## [The exercise]
Reproduce the data word for word, beginning at the very start and going on through the line that contains "198 150 L 184", and leave the pictures out of your answer.
|---|
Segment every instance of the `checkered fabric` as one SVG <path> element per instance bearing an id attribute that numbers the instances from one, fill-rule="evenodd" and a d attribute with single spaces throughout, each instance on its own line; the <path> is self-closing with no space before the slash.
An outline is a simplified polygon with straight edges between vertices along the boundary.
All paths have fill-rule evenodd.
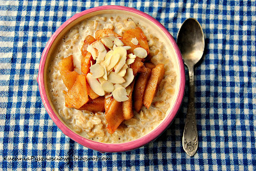
<path id="1" fill-rule="evenodd" d="M 255 1 L 81 1 L 0 2 L 0 170 L 256 170 Z M 126 152 L 84 147 L 48 115 L 36 80 L 47 41 L 75 13 L 107 4 L 144 11 L 174 38 L 188 18 L 202 24 L 204 59 L 195 69 L 200 143 L 193 157 L 186 155 L 181 141 L 188 84 L 169 128 L 156 141 Z"/>

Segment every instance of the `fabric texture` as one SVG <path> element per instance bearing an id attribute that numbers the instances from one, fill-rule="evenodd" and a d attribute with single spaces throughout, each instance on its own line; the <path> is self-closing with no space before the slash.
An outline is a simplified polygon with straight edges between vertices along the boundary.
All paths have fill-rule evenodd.
<path id="1" fill-rule="evenodd" d="M 198 150 L 184 151 L 188 73 L 183 103 L 154 142 L 125 152 L 100 153 L 65 135 L 47 114 L 36 78 L 52 34 L 95 6 L 132 7 L 159 21 L 176 39 L 196 19 L 205 34 L 195 74 Z M 255 1 L 1 1 L 0 168 L 3 170 L 253 170 L 256 168 Z"/>

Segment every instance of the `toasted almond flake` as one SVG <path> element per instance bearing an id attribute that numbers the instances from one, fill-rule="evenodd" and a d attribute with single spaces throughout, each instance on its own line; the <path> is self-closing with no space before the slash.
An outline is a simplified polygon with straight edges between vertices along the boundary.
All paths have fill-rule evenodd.
<path id="1" fill-rule="evenodd" d="M 103 44 L 104 44 L 107 47 L 112 47 L 113 46 L 113 41 L 109 38 L 103 38 L 101 39 Z"/>
<path id="2" fill-rule="evenodd" d="M 108 96 L 106 96 L 105 98 L 110 98 L 111 96 L 112 96 L 112 93 L 108 94 Z"/>
<path id="3" fill-rule="evenodd" d="M 115 37 L 114 34 L 109 34 L 108 36 L 105 38 L 109 38 L 112 41 L 114 41 L 116 39 L 116 37 Z"/>
<path id="4" fill-rule="evenodd" d="M 122 68 L 123 68 L 124 65 L 125 64 L 126 62 L 126 56 L 122 56 L 118 63 L 116 64 L 116 67 L 115 68 L 115 73 L 118 73 L 120 70 L 121 70 Z"/>
<path id="5" fill-rule="evenodd" d="M 111 59 L 110 61 L 109 64 L 106 68 L 107 71 L 109 71 L 118 63 L 119 59 L 120 58 L 120 55 L 117 53 L 115 53 L 113 54 L 111 57 Z"/>
<path id="6" fill-rule="evenodd" d="M 126 73 L 126 69 L 127 69 L 127 68 L 128 68 L 127 64 L 125 64 L 124 65 L 123 68 L 122 68 L 122 69 L 120 70 L 120 71 L 117 74 L 118 74 L 121 77 L 125 76 L 125 73 Z"/>
<path id="7" fill-rule="evenodd" d="M 125 82 L 122 84 L 122 86 L 124 87 L 127 87 L 133 81 L 134 78 L 134 75 L 133 75 L 133 71 L 132 68 L 127 68 L 126 71 L 126 74 L 124 77 L 124 78 L 125 80 Z"/>
<path id="8" fill-rule="evenodd" d="M 93 48 L 92 46 L 92 45 L 90 45 L 88 46 L 86 50 L 92 54 L 92 58 L 93 58 L 93 59 L 95 60 L 98 56 L 98 54 L 97 54 L 98 52 L 97 52 L 97 49 Z"/>
<path id="9" fill-rule="evenodd" d="M 114 41 L 114 44 L 117 47 L 122 47 L 124 46 L 124 43 L 120 39 L 116 38 Z"/>
<path id="10" fill-rule="evenodd" d="M 96 78 L 93 78 L 92 74 L 88 73 L 86 78 L 90 87 L 97 94 L 100 96 L 105 95 L 105 91 L 101 87 L 100 83 Z"/>
<path id="11" fill-rule="evenodd" d="M 108 53 L 106 54 L 105 61 L 103 61 L 103 64 L 105 65 L 106 67 L 107 67 L 110 64 L 110 61 L 111 60 L 111 57 L 114 51 L 111 50 L 108 51 Z"/>
<path id="12" fill-rule="evenodd" d="M 106 50 L 104 46 L 103 45 L 102 43 L 98 41 L 96 43 L 92 45 L 92 47 L 99 50 L 99 52 L 102 52 Z"/>
<path id="13" fill-rule="evenodd" d="M 131 47 L 129 46 L 124 46 L 123 47 L 126 50 L 128 50 L 131 48 Z"/>
<path id="14" fill-rule="evenodd" d="M 127 93 L 125 88 L 118 88 L 112 92 L 113 97 L 118 102 L 122 102 L 129 100 Z"/>
<path id="15" fill-rule="evenodd" d="M 92 73 L 92 77 L 98 78 L 104 74 L 104 68 L 99 64 L 95 64 L 90 67 L 90 71 Z"/>
<path id="16" fill-rule="evenodd" d="M 131 86 L 128 86 L 126 87 L 126 93 L 127 93 L 127 95 L 130 94 L 131 91 Z"/>
<path id="17" fill-rule="evenodd" d="M 100 52 L 99 53 L 98 57 L 97 58 L 97 62 L 100 63 L 101 61 L 103 61 L 104 60 L 106 54 L 107 54 L 107 50 L 106 49 L 105 50 Z"/>
<path id="18" fill-rule="evenodd" d="M 113 71 L 111 71 L 108 75 L 108 80 L 113 84 L 122 84 L 125 82 L 123 77 Z"/>
<path id="19" fill-rule="evenodd" d="M 99 78 L 98 80 L 100 82 L 100 84 L 102 84 L 104 81 L 106 81 L 106 80 L 105 80 L 103 77 Z"/>
<path id="20" fill-rule="evenodd" d="M 109 81 L 104 81 L 101 84 L 101 87 L 102 87 L 102 89 L 108 93 L 111 93 L 112 91 L 114 91 L 114 85 L 113 84 L 112 82 L 110 82 Z"/>
<path id="21" fill-rule="evenodd" d="M 137 47 L 134 48 L 133 53 L 140 58 L 145 58 L 148 55 L 147 50 L 142 47 Z"/>
<path id="22" fill-rule="evenodd" d="M 132 38 L 132 40 L 131 40 L 131 42 L 132 42 L 134 45 L 138 45 L 138 44 L 139 44 L 139 41 L 136 38 Z"/>
<path id="23" fill-rule="evenodd" d="M 131 64 L 132 63 L 133 63 L 134 62 L 134 61 L 135 61 L 135 59 L 131 59 L 131 58 L 128 59 L 126 61 L 126 64 L 128 65 Z"/>
<path id="24" fill-rule="evenodd" d="M 124 87 L 122 86 L 122 85 L 119 84 L 116 84 L 114 85 L 114 90 L 117 89 L 118 88 L 122 88 L 122 87 Z"/>
<path id="25" fill-rule="evenodd" d="M 105 80 L 108 80 L 108 73 L 107 73 L 107 70 L 106 69 L 106 66 L 102 66 L 104 70 L 104 74 L 103 75 L 102 77 L 103 78 L 104 78 Z"/>
<path id="26" fill-rule="evenodd" d="M 134 55 L 133 54 L 129 54 L 128 55 L 128 56 L 129 56 L 129 58 L 131 58 L 131 59 L 135 59 L 136 58 L 136 55 Z"/>

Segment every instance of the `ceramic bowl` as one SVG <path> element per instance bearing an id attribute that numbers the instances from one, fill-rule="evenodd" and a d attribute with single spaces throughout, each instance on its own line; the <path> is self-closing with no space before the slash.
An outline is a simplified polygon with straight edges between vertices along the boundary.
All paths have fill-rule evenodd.
<path id="1" fill-rule="evenodd" d="M 177 68 L 177 71 L 178 73 L 177 77 L 178 86 L 176 87 L 177 91 L 174 97 L 174 101 L 172 103 L 173 105 L 168 110 L 170 112 L 166 114 L 161 123 L 151 132 L 138 139 L 120 144 L 107 144 L 95 142 L 82 137 L 68 128 L 54 108 L 51 100 L 49 98 L 49 94 L 46 87 L 47 84 L 45 84 L 47 81 L 47 77 L 45 77 L 46 69 L 49 64 L 49 59 L 53 50 L 57 45 L 59 40 L 61 39 L 65 33 L 71 27 L 77 24 L 81 21 L 88 17 L 109 13 L 129 15 L 132 19 L 136 18 L 143 23 L 146 23 L 147 25 L 147 26 L 156 31 L 155 33 L 157 34 L 157 37 L 160 37 L 161 41 L 163 41 L 166 47 L 168 47 L 166 50 L 168 50 L 168 52 L 170 53 L 170 56 L 172 57 L 173 64 L 175 66 L 176 68 Z M 182 101 L 185 87 L 185 73 L 182 58 L 175 41 L 166 29 L 157 20 L 150 15 L 134 8 L 120 6 L 104 6 L 93 8 L 74 15 L 63 23 L 52 34 L 42 54 L 39 66 L 38 82 L 42 100 L 47 112 L 54 123 L 65 135 L 88 148 L 100 152 L 114 152 L 130 151 L 141 147 L 155 140 L 168 128 L 174 119 Z"/>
|---|
## [Exercise answer]
Segment every instance of the `checkered fabric` as one SVG <path> element per instance bearing an id attribute that numbers the instances from one, fill-rule="evenodd" and a d attribute with single spaces throughout, each instance on its own line; the <path> is self-closing with no space before the slash.
An outline is a simplified polygon with straight edges between vertices along the boundary.
All paths have fill-rule evenodd.
<path id="1" fill-rule="evenodd" d="M 255 1 L 81 1 L 0 2 L 0 170 L 256 170 Z M 126 152 L 84 147 L 48 115 L 36 80 L 47 41 L 75 13 L 107 4 L 144 11 L 174 38 L 188 18 L 202 24 L 204 59 L 195 69 L 200 143 L 193 157 L 186 155 L 181 141 L 188 84 L 169 128 L 156 141 Z"/>

Segment every instance of the `fabric texture` as one SVG <path> element per instance bearing an id attribute that numbers the instances from one, fill-rule="evenodd" and a d attribute with single spaces throughout, each instance on its own line; the <path> is self-closing with no space before the slash.
An outline is a simplified polygon with straight edges between vertices along the boundary.
All paths have fill-rule evenodd.
<path id="1" fill-rule="evenodd" d="M 198 150 L 184 151 L 188 73 L 183 103 L 154 142 L 125 152 L 100 153 L 65 135 L 47 114 L 36 78 L 52 34 L 95 6 L 132 7 L 159 21 L 176 39 L 196 19 L 205 34 L 195 74 Z M 255 1 L 1 1 L 0 168 L 3 170 L 253 170 L 256 168 Z"/>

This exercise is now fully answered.